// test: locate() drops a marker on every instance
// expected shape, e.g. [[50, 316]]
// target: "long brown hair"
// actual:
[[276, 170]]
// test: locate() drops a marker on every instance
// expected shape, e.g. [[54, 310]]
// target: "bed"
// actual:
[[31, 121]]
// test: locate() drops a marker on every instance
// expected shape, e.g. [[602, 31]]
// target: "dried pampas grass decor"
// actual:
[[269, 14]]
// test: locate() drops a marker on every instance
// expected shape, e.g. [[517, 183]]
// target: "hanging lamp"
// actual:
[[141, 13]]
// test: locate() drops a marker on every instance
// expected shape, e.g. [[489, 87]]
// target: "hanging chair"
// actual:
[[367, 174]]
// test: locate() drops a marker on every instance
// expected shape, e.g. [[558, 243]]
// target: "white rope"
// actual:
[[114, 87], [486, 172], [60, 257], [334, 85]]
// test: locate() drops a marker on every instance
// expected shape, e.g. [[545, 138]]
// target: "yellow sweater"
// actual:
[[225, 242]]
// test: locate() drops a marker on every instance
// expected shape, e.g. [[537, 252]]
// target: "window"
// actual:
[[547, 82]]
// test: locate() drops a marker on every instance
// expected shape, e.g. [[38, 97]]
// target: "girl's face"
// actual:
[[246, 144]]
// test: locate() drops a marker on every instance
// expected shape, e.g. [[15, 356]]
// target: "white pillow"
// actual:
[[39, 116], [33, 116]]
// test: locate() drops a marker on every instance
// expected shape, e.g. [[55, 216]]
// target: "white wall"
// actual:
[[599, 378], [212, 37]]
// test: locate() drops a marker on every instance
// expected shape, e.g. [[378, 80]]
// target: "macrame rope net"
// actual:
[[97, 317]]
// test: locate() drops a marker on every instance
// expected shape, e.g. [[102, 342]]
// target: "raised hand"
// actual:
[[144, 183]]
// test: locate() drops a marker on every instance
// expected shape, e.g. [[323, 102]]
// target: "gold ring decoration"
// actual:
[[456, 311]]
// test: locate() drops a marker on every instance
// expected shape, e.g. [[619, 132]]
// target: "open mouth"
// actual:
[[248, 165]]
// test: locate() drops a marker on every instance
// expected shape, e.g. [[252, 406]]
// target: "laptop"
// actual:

--- EXERCISE ---
Edit the rows from the first line through the line containing "[[141, 13]]", replacing every "marker" with "pin" and leaving everything else unchanged. Return only those lines.

--- RESPONSE TO THIS TASK ---
// test: locate() drops a pin on every instance
// expected shape, e.g. [[50, 316]]
// target: "long brown hair"
// actual:
[[276, 170]]
// test: locate() drops a pin on every instance
// expected shape, e.g. [[54, 310]]
// target: "bed"
// actual:
[[31, 121]]
// test: locate() drops a pin on every instance
// expected shape, e.g. [[602, 31]]
// target: "dried pampas grass decor"
// actual:
[[269, 14]]
// test: locate() drops a pin on every instance
// expected shape, e.g. [[517, 183]]
// target: "hanging lamp"
// actual:
[[141, 13]]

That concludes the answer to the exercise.